| WHAT IS BEING ASKED |
The required output is the exact run of lines below that opens at the line with "boxes = findObject(img, 'yellow flower');" and closes at the line with "boxes = findObject(img, 'bokeh background');".

DATASET EXTRACT Block Start

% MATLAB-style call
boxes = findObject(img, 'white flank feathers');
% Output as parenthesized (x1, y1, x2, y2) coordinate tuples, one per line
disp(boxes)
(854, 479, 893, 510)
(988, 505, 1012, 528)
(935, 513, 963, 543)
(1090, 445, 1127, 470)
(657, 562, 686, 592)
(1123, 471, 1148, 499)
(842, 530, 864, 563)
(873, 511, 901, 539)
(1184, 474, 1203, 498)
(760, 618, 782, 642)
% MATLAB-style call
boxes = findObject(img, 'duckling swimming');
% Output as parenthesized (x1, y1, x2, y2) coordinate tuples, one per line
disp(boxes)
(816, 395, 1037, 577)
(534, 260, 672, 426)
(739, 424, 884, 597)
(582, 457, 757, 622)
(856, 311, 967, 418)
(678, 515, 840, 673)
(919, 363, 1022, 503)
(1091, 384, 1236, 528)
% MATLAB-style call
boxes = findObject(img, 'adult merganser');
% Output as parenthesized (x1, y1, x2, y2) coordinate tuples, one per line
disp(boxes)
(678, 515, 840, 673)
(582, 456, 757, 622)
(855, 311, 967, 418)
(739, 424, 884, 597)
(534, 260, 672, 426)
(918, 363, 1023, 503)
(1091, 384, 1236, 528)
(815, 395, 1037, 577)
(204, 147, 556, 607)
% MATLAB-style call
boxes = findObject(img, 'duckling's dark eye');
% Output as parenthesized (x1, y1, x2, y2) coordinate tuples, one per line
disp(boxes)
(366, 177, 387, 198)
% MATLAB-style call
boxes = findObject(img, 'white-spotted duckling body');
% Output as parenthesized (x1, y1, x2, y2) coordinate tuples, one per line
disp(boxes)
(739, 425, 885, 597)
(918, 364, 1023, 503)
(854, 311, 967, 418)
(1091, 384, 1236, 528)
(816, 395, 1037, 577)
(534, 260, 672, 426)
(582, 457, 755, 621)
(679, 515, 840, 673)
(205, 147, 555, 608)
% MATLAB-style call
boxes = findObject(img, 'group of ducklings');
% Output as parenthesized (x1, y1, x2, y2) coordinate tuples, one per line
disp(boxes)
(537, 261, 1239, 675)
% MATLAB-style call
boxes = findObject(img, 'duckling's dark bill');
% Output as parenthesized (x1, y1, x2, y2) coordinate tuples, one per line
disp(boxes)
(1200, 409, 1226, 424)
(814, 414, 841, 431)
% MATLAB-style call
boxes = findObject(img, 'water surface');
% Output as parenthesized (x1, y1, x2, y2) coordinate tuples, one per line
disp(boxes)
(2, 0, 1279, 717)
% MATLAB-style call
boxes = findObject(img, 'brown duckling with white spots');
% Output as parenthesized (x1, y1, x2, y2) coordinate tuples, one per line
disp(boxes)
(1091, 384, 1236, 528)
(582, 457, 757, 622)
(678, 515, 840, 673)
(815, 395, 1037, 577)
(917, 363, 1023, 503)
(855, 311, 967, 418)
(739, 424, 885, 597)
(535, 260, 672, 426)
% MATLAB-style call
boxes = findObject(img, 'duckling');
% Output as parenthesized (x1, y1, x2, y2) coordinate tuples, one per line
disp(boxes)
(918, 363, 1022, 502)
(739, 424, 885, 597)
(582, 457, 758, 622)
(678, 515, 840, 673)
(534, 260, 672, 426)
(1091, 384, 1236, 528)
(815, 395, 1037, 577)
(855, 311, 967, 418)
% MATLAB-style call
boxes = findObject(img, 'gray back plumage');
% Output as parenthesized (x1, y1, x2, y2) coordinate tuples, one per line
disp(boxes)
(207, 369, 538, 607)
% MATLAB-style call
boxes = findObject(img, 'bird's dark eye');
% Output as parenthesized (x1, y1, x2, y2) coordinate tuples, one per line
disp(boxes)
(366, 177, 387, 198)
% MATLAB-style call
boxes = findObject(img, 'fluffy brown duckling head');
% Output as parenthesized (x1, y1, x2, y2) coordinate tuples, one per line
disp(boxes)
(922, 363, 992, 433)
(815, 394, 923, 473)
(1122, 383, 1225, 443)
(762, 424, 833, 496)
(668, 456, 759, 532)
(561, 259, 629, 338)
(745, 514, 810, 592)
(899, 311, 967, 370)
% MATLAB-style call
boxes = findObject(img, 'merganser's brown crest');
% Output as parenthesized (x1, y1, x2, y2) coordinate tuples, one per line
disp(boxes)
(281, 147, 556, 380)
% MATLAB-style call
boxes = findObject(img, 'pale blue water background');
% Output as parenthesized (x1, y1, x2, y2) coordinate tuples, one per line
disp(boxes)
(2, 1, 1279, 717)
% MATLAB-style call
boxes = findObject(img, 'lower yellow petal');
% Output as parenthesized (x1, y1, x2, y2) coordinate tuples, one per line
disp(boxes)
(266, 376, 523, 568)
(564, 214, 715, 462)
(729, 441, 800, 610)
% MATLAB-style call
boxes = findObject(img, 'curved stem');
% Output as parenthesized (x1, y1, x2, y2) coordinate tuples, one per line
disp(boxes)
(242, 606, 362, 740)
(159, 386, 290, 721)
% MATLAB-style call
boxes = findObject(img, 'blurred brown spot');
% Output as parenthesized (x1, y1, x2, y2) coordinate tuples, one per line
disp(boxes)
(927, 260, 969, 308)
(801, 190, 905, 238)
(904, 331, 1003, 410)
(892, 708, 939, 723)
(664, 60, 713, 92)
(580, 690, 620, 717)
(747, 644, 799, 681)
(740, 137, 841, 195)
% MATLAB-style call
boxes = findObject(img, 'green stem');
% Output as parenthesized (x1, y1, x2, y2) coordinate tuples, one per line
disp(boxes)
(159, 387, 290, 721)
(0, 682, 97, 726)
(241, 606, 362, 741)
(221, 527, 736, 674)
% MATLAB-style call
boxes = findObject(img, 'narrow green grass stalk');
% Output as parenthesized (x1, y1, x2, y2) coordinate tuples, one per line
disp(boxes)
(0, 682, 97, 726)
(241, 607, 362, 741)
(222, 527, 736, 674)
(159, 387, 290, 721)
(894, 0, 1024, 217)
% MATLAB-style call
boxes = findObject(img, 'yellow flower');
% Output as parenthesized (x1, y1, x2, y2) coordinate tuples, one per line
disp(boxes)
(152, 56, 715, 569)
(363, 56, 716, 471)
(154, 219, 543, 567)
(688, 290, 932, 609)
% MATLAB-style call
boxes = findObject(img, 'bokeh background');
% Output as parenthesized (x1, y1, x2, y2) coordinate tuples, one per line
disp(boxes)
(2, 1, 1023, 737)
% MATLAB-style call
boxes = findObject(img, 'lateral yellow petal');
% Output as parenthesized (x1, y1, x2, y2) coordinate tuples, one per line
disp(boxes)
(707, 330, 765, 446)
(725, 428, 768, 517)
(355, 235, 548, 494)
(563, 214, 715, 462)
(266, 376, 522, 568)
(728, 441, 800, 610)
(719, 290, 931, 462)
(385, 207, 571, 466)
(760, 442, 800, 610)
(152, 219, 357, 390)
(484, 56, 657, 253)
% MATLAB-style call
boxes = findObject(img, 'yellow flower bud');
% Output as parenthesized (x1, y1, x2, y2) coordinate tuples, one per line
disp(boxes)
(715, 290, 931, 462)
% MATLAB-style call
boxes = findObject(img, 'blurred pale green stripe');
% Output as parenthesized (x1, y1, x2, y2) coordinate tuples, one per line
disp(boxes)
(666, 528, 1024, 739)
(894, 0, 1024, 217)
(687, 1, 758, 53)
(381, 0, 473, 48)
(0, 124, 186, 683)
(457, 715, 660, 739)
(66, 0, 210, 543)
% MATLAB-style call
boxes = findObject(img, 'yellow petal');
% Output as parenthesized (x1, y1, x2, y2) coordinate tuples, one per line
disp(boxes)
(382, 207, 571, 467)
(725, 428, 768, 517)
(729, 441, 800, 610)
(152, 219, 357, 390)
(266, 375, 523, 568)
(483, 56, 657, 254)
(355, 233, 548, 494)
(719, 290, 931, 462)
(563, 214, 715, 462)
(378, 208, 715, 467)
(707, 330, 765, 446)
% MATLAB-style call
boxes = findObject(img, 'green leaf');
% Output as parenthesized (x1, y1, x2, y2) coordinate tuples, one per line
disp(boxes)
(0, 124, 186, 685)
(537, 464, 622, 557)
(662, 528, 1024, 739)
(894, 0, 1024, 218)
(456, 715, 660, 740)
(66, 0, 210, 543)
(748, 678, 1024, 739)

DATASET EXTRACT Block End

| PROBLEM SOLUTION |
boxes = findObject(img, 'yellow flower');
% Output as parenthesized (x1, y1, x2, y2) coordinate tuples, one per line
disp(boxes)
(152, 56, 715, 569)
(363, 56, 716, 471)
(154, 219, 543, 567)
(688, 290, 932, 609)
% MATLAB-style call
boxes = findObject(img, 'bokeh background');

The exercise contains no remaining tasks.